Stored records
*** Block opens ***
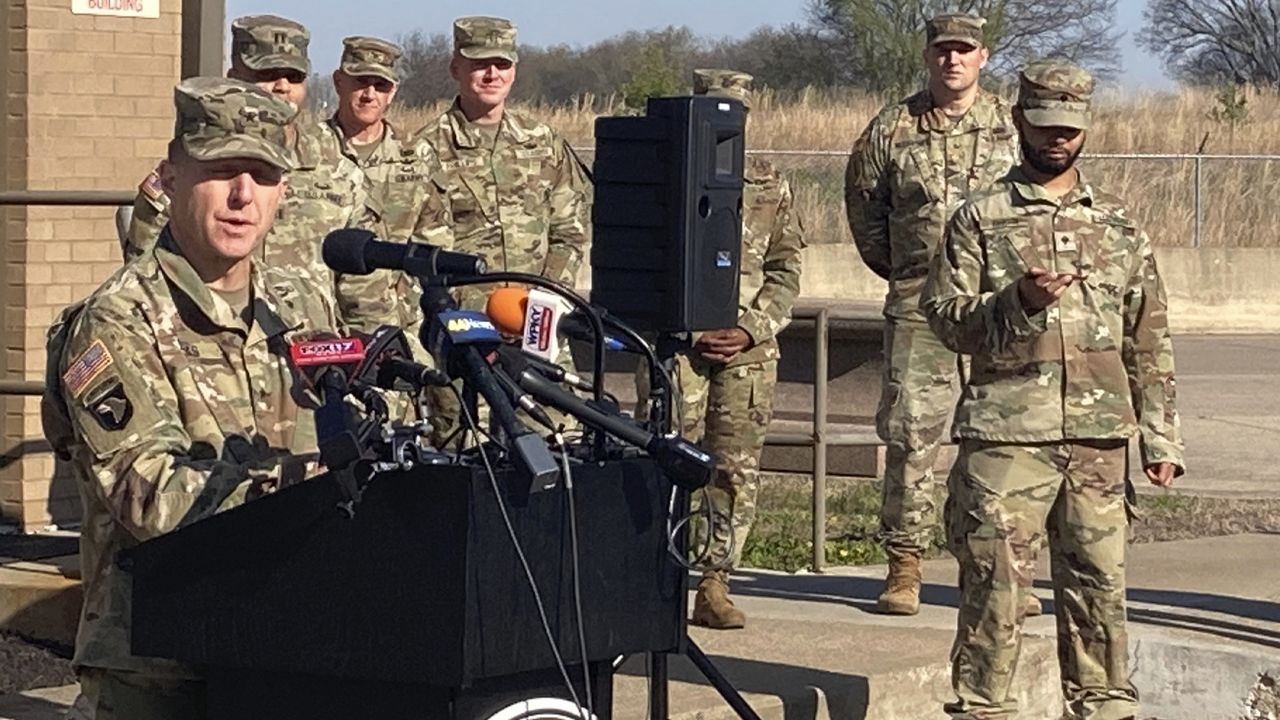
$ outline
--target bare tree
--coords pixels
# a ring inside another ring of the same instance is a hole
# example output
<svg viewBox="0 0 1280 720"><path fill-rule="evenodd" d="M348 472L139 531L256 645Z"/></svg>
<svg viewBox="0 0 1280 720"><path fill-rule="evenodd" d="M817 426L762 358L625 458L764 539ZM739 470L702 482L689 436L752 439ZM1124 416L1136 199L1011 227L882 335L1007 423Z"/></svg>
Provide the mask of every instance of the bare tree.
<svg viewBox="0 0 1280 720"><path fill-rule="evenodd" d="M1280 0L1149 0L1144 47L1193 83L1280 86Z"/></svg>
<svg viewBox="0 0 1280 720"><path fill-rule="evenodd" d="M400 89L396 101L409 107L451 98L457 84L449 76L449 59L453 57L453 41L442 33L423 35L415 30L396 38L404 50L400 57Z"/></svg>
<svg viewBox="0 0 1280 720"><path fill-rule="evenodd" d="M1100 77L1119 69L1116 0L810 0L816 29L833 38L845 83L903 94L922 81L925 22L944 12L987 19L991 69L1063 57Z"/></svg>

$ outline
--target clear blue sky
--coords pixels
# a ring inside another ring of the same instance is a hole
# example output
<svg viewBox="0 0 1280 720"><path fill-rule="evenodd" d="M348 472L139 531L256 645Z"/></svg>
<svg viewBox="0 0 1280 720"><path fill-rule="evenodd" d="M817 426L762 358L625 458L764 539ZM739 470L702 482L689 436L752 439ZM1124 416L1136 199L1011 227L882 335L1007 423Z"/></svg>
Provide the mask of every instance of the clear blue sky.
<svg viewBox="0 0 1280 720"><path fill-rule="evenodd" d="M422 30L450 32L455 17L499 15L516 21L521 42L534 45L587 45L626 32L688 25L702 36L740 37L761 25L803 22L804 0L226 0L227 19L254 13L291 17L311 29L311 58L317 70L338 64L342 38L385 38ZM1119 0L1117 24L1124 42L1129 87L1168 87L1170 81L1133 42L1142 25L1145 0Z"/></svg>

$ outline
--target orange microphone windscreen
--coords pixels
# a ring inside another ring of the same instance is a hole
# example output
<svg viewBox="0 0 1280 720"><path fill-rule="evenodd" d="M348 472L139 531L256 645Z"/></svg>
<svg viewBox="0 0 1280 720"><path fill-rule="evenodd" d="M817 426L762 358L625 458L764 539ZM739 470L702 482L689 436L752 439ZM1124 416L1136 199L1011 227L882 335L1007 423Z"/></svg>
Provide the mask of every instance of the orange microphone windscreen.
<svg viewBox="0 0 1280 720"><path fill-rule="evenodd" d="M484 312L498 332L520 335L524 332L524 313L529 305L529 291L520 287L502 287L489 294Z"/></svg>

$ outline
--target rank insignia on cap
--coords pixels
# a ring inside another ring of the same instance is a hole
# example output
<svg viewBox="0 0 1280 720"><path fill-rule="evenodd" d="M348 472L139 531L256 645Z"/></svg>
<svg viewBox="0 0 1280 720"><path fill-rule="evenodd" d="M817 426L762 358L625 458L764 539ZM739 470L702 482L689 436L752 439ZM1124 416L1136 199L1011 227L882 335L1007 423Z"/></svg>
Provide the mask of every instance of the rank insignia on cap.
<svg viewBox="0 0 1280 720"><path fill-rule="evenodd" d="M94 340L89 349L80 353L80 357L62 374L62 383L71 397L78 398L114 362L107 346L101 340Z"/></svg>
*** Block closes ***
Required action => Quote the preceding records in their entirety, excluding every picture.

Your response =>
$ outline
--target bare tree
--coords pixels
# a ring inside another ring of the same instance is a hole
# example output
<svg viewBox="0 0 1280 720"><path fill-rule="evenodd" d="M348 472L139 531L256 645Z"/></svg>
<svg viewBox="0 0 1280 720"><path fill-rule="evenodd" d="M817 426L762 358L625 458L764 539ZM739 470L702 482L689 436L752 439ZM1124 416L1136 199L1011 227L882 335L1007 423Z"/></svg>
Provide the mask of every instance of the bare tree.
<svg viewBox="0 0 1280 720"><path fill-rule="evenodd" d="M1280 0L1149 0L1144 47L1193 83L1280 86Z"/></svg>
<svg viewBox="0 0 1280 720"><path fill-rule="evenodd" d="M400 89L396 101L409 107L451 98L457 84L449 76L449 59L453 57L453 41L442 33L423 35L415 30L396 38L404 50L400 57Z"/></svg>
<svg viewBox="0 0 1280 720"><path fill-rule="evenodd" d="M1100 77L1119 69L1116 0L810 0L816 29L833 38L845 83L903 94L922 81L925 22L944 12L987 19L991 69L1063 57Z"/></svg>

$ outline
--target clear blue sky
--coords pixels
# a ring inside another ring of the same instance is a hole
# example output
<svg viewBox="0 0 1280 720"><path fill-rule="evenodd" d="M348 472L139 531L256 645Z"/></svg>
<svg viewBox="0 0 1280 720"><path fill-rule="evenodd" d="M817 426L762 358L625 458L764 539ZM739 470L702 482L689 436L752 439ZM1124 416L1136 199L1011 227L882 335L1007 423Z"/></svg>
Provide the mask of every instance of the clear blue sky.
<svg viewBox="0 0 1280 720"><path fill-rule="evenodd" d="M422 30L450 32L455 17L499 15L516 21L521 42L534 45L587 45L626 32L688 25L702 36L740 37L761 25L803 22L804 0L226 0L227 19L254 13L291 17L311 29L311 58L317 70L338 64L342 38L385 38ZM1119 0L1117 24L1124 42L1129 87L1168 87L1170 81L1133 42L1142 25L1145 0Z"/></svg>

$ outline
--target orange microphone windscreen
--coords pixels
# a ring inside another ring of the same instance is a hole
# example output
<svg viewBox="0 0 1280 720"><path fill-rule="evenodd" d="M348 472L139 531L256 645Z"/></svg>
<svg viewBox="0 0 1280 720"><path fill-rule="evenodd" d="M817 426L762 358L625 458L764 539ZM739 470L702 482L689 436L752 439ZM1124 416L1136 199L1011 227L882 335L1007 423Z"/></svg>
Provide the mask of every instance of the orange microphone windscreen.
<svg viewBox="0 0 1280 720"><path fill-rule="evenodd" d="M484 312L498 332L520 335L524 332L524 313L529 305L529 291L520 287L502 287L489 294Z"/></svg>

$ outline
--target rank insignia on cap
--coords pixels
# a ring inside another ring of the same instance is a hole
# example output
<svg viewBox="0 0 1280 720"><path fill-rule="evenodd" d="M348 472L139 531L256 645Z"/></svg>
<svg viewBox="0 0 1280 720"><path fill-rule="evenodd" d="M817 426L762 358L625 458L764 539ZM739 470L702 482L689 436L752 439ZM1124 416L1136 199L1011 227L882 335L1007 423Z"/></svg>
Provide the mask of every instance of the rank insignia on cap.
<svg viewBox="0 0 1280 720"><path fill-rule="evenodd" d="M94 340L89 349L80 353L80 357L62 374L62 383L71 397L78 398L114 362L107 346L101 340Z"/></svg>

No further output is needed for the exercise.